**SUPPLIED MATERIAL**

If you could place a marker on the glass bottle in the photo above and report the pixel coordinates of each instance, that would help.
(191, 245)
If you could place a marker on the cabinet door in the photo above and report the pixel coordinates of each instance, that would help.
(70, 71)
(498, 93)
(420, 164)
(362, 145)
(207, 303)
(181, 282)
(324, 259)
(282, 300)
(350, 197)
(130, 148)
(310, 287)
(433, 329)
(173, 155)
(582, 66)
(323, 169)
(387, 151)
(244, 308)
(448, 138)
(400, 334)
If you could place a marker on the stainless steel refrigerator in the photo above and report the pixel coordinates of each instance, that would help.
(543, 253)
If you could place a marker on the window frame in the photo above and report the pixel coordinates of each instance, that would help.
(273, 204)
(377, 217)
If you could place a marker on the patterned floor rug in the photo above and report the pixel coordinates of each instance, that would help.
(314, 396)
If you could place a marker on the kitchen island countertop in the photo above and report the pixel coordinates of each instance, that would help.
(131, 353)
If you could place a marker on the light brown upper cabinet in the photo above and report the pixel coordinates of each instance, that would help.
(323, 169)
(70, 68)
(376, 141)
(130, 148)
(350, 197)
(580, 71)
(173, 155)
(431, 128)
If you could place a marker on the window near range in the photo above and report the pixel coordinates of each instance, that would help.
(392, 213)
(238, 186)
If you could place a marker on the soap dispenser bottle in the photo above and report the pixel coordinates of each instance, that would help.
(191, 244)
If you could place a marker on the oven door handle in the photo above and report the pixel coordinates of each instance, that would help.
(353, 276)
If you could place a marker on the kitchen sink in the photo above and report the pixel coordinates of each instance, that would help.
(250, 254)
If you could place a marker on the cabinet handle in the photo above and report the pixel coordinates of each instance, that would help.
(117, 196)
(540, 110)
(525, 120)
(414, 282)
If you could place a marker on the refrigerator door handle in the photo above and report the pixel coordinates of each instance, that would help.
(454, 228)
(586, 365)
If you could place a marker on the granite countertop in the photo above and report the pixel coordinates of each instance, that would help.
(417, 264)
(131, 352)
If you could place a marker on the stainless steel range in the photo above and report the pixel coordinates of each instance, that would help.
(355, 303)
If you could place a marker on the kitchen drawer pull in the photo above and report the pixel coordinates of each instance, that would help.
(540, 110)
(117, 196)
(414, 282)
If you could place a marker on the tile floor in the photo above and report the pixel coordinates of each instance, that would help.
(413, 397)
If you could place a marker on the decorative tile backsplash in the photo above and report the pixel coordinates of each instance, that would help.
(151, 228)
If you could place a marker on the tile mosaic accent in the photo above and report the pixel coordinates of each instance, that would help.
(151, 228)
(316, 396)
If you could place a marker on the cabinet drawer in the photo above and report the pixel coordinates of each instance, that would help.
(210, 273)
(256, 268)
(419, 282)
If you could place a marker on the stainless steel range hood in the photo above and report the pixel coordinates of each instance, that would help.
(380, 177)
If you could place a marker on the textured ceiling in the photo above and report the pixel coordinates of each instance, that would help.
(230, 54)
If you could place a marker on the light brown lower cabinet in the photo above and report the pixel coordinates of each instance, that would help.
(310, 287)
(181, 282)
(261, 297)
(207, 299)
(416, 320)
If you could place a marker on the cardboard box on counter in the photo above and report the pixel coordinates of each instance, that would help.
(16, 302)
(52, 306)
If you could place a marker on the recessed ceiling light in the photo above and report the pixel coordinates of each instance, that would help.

**JOB**
Start at the line that has "If you could place a marker on the cardboard" and continue through the end of the records. Rewrite those lines with "marker" changed to "pin" and everything else left as is.

**THE RESULT**
If you could place a pin on the cardboard box on counter in the photo above and report the pixel coordinates of each instance, that would help.
(16, 302)
(52, 306)
If you could place a pin on the recessed ceiling light in the photo above and report the pixel coordinates of each instance, that would help.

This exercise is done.